__WHAT THIS TASK INVOLVES__. The records below are to be set down word for word, with every picture left out.

((

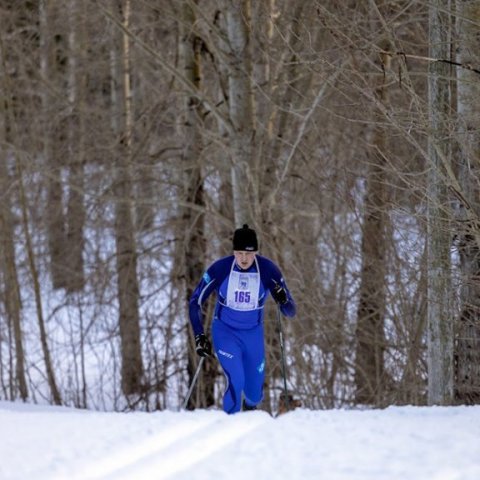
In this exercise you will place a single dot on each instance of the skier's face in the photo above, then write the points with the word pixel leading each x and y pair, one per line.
pixel 244 259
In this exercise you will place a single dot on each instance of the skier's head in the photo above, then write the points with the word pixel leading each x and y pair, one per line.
pixel 245 239
pixel 245 246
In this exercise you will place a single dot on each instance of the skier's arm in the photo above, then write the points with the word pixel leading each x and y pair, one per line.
pixel 198 298
pixel 277 282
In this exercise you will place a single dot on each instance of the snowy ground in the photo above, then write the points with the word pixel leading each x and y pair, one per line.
pixel 407 443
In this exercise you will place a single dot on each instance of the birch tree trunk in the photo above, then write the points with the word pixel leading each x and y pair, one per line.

))

__EXERCISE RESULT__.
In this exercise you will place a single dot on each instance of the skier's face in the photo above, then write the points with the word pixel leading each x and y pair, one per line.
pixel 244 259
In this exercise you will place a single dot on each instance of the skier's head in the photo above, then write the points with the word pixel leading each x and y pair, one per line.
pixel 245 239
pixel 245 246
In this exercise you will place a single dot on each instance of the skier's arm in the photo above, then write the points with the word pixel leading each x and y pair, one per line.
pixel 198 298
pixel 277 282
In this exercise you will place a single dot on each instance of the snowy ground in the photo above, then write the points with the word pixel leading each x and y pair, one per line.
pixel 407 443
In this exercise you will place a single dot on each instance of the birch tree trunk in the photo above, then write the points with the word pixel leading each x and y pair, one per line.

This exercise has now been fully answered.